┌─ SUPPLIED TEXT

How long has the Night Owl Bird Hospital been around?
We started at the Vancouver Animal Emergency Clinic, I think in 1984. Then I bought it… in 1990. So, 27 years.
Do you typically deal with wild birds or pet birds?
No. We deal with pet birds. But we do the swans at the park. We do some other work but it’s extremely limited. We used to do more but as Vancouver has changed, the wild bird population has as well. So, we don’t do much wild birds at all anymore.
So, it would be unusual to have a case like Canuck?
Well, we do crows but most crows don’t come attached to the public or with the public attached.
What types of birds do you treat?
We [treat] the Psittacine parrot family. That’s budgies through to macaws. And we do some of the canary-type birds too.
How many birds would you treat a year?
I think we’re at 3,000 or something like that. We’ve been around for a long time. We have a clientele and there aren’t many other people who treat birds.
What kinds of cases do you see?
We see everything. We get a lot of trauma cases. Birds have things happen to them. They have feather issues. Then we see regular medical cases like respiratory disease, liver disease. We see a lot of now what you would call diseases of captivity. Our parrots now have dietarily induced heart disease, vascular disease, liver disease. Inactivity and diets that are too rich are probably a really major component of it all. Reproductive problems also.
Is it costly to treat birds?
It’s no less expensive than a cat or dog.
Do you see that people are more willing to spend to treat their pets than perhaps in the past.

└─
┌─ THE DATA

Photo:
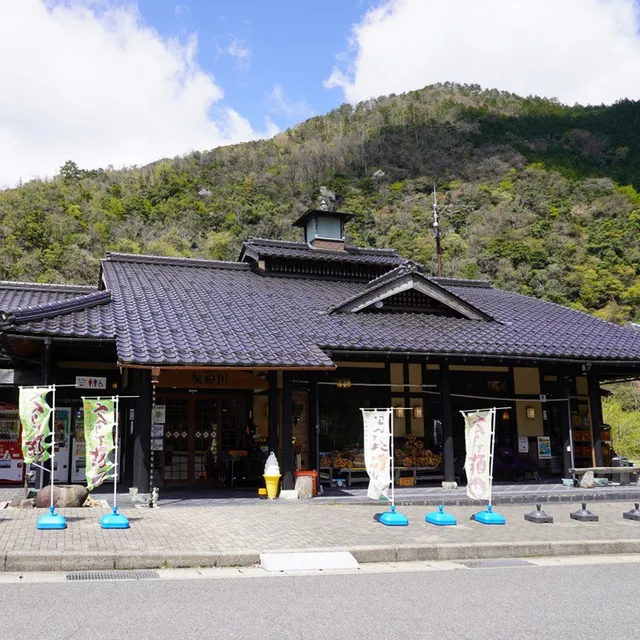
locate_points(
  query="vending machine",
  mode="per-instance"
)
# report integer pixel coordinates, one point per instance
(11, 463)
(78, 464)
(62, 431)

└─

* **REQUIRED ACTIONS**
a. List each health problem or kind of case the interviewee names in reply to "What kinds of cases do you see?" in the bird hospital interview, counting any repeated one once.
b. Carry on the bird hospital interview from its last line.

* **RESPONSES BY ITEM NUMBER**
a.
trauma cases
feather issues
respiratory disease
liver disease
heart disease
vascular disease
reproductive problems

b.
I’ve been a veterinarian for a long time. When I first started to work at the emergency clinic, people would willingly spend money on their dogs and then with a cat would say, it’s just a cat. That’s not what people say anymore. The general trend is, over time, that people have diversified in their attachments so now I’ve had lots of budgies that are just the centre of the world for people. And these birds, they’re smart, they’re interactive. So you get a really strong bond. You get a really strong bond between people and their birds.
Will it be expensive to treat Canuck?
I’ve learned that everybody has their different ideas about what’s expensive. I think, relatively speaking, we’ve have done wild birds as they have come in and we’ve absorbed those costs largely. But people give us donations for treating them. So, of course, it’s expensive because you pay your staff, you pay for X-rays, you do some blood work, you do any bacterial culturing.
What would you like people to know about birds that you don’t think they know?
If you’re in a situation where you have a wild bird that is a baby, if it can possibly be raised in community with other birds of its own species, that would be preferable. I just hope Canuck is a little bit wiser in his choices of activities as he goes back into the real world. Crows are smart, so I’m hoping he will not be as trusting as he is now. He really assumes everybody is his best friend and, of course, that’s not the case. When you’re raised by your parents, they teach you things. When you’re raised by humans, they just don’t have the same skills. So it’s a very kind thing for people to raise orphaned birds, but if it can be done in such a way in combination with some biological information so you don’t end up with a strongly imprinted bird, and if you do, you have to make adjustments for that as well. [Canuck] is a great individual. Just great. It’s a wonderful thing for people of [the] community to have an individual like him. He’s a great ambassador for crows in general, and he’s a wonderful thing for children to see and learn about, but the cost to him so far… I mean, he’s done well to get as far as he has in age and not have something terrible happen to him, but I can only really hope that he’s a little bit wiser for it.